_Written request A_
Copy, word for word, the entries from their first line through the line that contains "x=60, y=554", with both of those lines included.

_Text segment_
==========

Dimensional Modeling is a widely accepted technique for representing data in data warehouse/business intelligence applications.
Moreover, it is one of the methods of data modeling, that will help to store the data in such a way that it is relatively easy to retrieve the data from the database.
Before getting deep into the dimensional modeling concepts, let’s try to understand
- What is meant by Data modeling?
- Why do we prefer to use dimensional modeling in data warehouses?
- How dimensional modeling differ from relational modeling?
Data modeling is considered as the first step in the database design. In this process, Data modelers work with various business stakeholders and create a conceptual/logical and physical data model. There are different modeling techniques which store data in different ways.One among them is relational modeling. It heavily relies on the principles of Normalization.
Note: If you are not familiar with Normalisation, you could refer the link here.They have provided pretty good explanations for various normal forms using simple examples.
These normalized tables perform pretty well on transactional systems(i.e. OLTP systems) because of the insert/update transactions which touch database in only one place.
However, when it comes to reporting, joining dozens of tables isn’t very efficient. It will give a terrible query performance. Fortunately, this problem is effectively addressed by the dimensional modeling technique.
Dimensional databases are used to slice data along certain dimensions. Here everything is divided into 2 distinct categories – dimension or facts. Anything we try to model must fit in one of these two categories.
Fact tables generally represent a business measurement.
For example consider a sales transaction: Some XYZ product of certain quantity has been sold for 100$. This particular transaction event can correspond to a single row in a fact table. Here the data on each row of a fact table is at a specific level of detail (also referred as Granularity).

==========

_Record set_
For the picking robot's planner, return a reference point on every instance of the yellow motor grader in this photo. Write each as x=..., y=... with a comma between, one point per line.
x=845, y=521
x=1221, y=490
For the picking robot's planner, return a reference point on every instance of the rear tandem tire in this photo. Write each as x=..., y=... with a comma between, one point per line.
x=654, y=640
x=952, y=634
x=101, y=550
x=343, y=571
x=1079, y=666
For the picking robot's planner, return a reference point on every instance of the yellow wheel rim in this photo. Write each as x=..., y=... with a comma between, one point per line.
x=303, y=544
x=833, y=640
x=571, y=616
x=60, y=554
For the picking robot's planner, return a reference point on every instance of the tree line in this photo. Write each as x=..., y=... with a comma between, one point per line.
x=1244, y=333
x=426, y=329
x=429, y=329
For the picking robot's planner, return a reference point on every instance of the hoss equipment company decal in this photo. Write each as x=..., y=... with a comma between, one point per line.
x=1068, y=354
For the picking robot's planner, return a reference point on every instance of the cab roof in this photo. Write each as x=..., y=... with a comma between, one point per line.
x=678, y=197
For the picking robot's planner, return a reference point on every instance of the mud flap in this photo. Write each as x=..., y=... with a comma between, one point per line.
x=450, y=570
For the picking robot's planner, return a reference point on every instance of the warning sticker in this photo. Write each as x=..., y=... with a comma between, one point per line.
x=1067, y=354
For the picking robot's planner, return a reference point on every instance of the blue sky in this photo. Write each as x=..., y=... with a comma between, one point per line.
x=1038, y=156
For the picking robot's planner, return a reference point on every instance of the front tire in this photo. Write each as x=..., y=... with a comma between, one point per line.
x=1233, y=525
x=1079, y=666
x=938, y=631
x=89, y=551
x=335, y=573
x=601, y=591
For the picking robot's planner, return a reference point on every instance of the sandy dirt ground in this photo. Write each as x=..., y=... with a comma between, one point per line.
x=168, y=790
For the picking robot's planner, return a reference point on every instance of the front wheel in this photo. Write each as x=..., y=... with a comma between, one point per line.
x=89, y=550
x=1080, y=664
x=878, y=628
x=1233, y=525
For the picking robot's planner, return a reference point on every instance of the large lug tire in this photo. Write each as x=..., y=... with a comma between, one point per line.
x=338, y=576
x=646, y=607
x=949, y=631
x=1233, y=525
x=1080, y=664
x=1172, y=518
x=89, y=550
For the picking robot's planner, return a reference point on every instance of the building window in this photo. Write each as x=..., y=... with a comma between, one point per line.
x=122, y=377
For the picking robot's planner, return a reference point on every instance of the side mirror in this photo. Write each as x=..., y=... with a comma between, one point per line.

==========

_Written request B_
In the dimensional modeling text, what other name is given for the specific level of detail of the data on each row of a fact table?

_Complete response A_
For the picking robot's planner, return a reference point on every instance of the yellow motor grader in this photo. Write each as x=..., y=... with a comma between, one point per line.
x=845, y=521
x=1221, y=490
For the picking robot's planner, return a reference point on every instance of the rear tandem tire in this photo. Write each as x=..., y=... with a comma between, one point per line.
x=654, y=640
x=952, y=634
x=101, y=550
x=343, y=571
x=1079, y=666
For the picking robot's planner, return a reference point on every instance of the yellow wheel rim in this photo. Write each as x=..., y=... with a comma between, one point per line.
x=303, y=544
x=833, y=640
x=571, y=616
x=60, y=554

_Complete response B_
Granularity.